### Text segment
General Audience — February 24, 1993

In an earlier catechesis we spoke of the Bishop of Rome as the Successor of Peter. This succession has fundamental importance for fulfilling the mission that Jesus Christ handed on to the apostles and the Church.

The Second Vatican Council teaches that the Bishop of Rome, as Vicar of Christ, has supreme and universal power over the whole Church (cf. LG 22). This power, as well as that of all bishops, has a ministerial character (ministerium means service), as the Fathers of the Church had already observed.

The conciliar definitions on the Bishop of Rome's mission must be understood and explained in the light of this Christian tradition. It should be kept in mind that the traditional language used by the councils, especially the First Vatican Council, in regard to the powers of both the Pope and the bishops, uses terms proper to the world of civil law, which in this case must be given their correct ecclesial meaning.

Inasmuch as the Church is a group of human beings called to carry out in history God's plan for the salvation of the world, power in her appears as an indispensable requirement of mission. Nevertheless, the analogical value of the language used allows power to be conceived in the sense provided by Jesus' maxim on "power in order to serve" and by the Gospel idea of the pastoral leader. The power required by the mission of Peter and his successors is identified with this authoritative leadership guaranteed of divine assistance, which Jesus himself called the ministry (service) of a shepherd.

Having said that, we can reread the definition of the Council of Florence (1439), which stated: "We define that the Holy Apostolic See--and the Roman Pontiff--has primacy over the whole world, and that the same Roman Pontiff is the successor of blessed Peter, prince of the apostles and true Vicar of Christ, head of the whole Church, and father and teacher of all Christians, and that upon him, in blessed Peter, our Lord Jesus Christ conferred the full power of shepherding, ruling and governing the universal Church, as is also stated in the acts of the ecumenical councils and the sacred canons" (DS 1307).

We know that historically the problem of the primacy was posed by the Eastern Church separated from Rome. The Council of Florence, trying to foster reunion, expressed the precise meaning of the primacy. It is a mission of service to the universal Church, which necessarily entails a corresponding authority precisely because of this service: the full power of shepherding, ruling and governing, without prejudice to the privileges and rights of the Eastern patriarchs, according to the order of their dignity (cf. DS 1308).

For its part, Vatican I (1870) cited the Council of Florence's definition (cf. DS 3060) and, after mentioning the Gospel texts (Jn 1:42; Mt 16:16f.; Jn 21:15f.), expresses the meaning of this power in further detail. The Roman Pontiff "does not only have the office of inspection and direction," but enjoys "full and supreme power of jurisdiction, not only in matters of faith and morals, but also in those which concern the discipline and governance of the Church dispersed throughout the world" (DS 3064).

### Dataset extract
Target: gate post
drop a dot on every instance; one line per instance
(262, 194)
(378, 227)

### To do
• A. In the address on papal primacy, what does the word "ministerium" mean?
• B. Resume the address on papal primacy from the point where it stops.

### Task-by-task answers
• A. Service.

• B.
Attempts were made to reduce the Roman Pontiff's power to an "office of inspection and direction." Some proposed that the Pope be simply an arbiter of conflicts between local churches or that he merely give a general direction to the autonomous activities of the churches and of Christians with his counsel and exhortation. This limitation, however, did not conform to the mission Christ conferred on Peter. Therefore, Vatican I emphasized the fullness of papal power and defined that it is not enough to recognize that the Roman Pontiff "has the principal role." One must admit instead that he "has all the fullness of this supreme power" (DS 3064).

In this regard it would be well to clarify immediately that this "fullness" of power attributed to the Pope in no way detracts from the "fullness" also belonging to the body of bishops. On the contrary, one must assert that both the Pope and the episcopal body have "all the fullness" of power. The Pope possesses this fullness personally, while the body of bishops, united under the Pope's authority, possesses it collegially. The Pope's power does not result from simply adding numbers, but is the episcopal body's principle of unity and wholeness.

For this reason the Council underscores that the Pope's power "is ordinary and immediate over all the churches and over each and every member of the faithful" (DS 3064). It is ordinary, in the sense that it is proper to the Roman Pontiff by virtue of the office belonging to him and not by delegation from the bishops; it is immediate, because he can exercise it directly without the bishops' permission or mediation.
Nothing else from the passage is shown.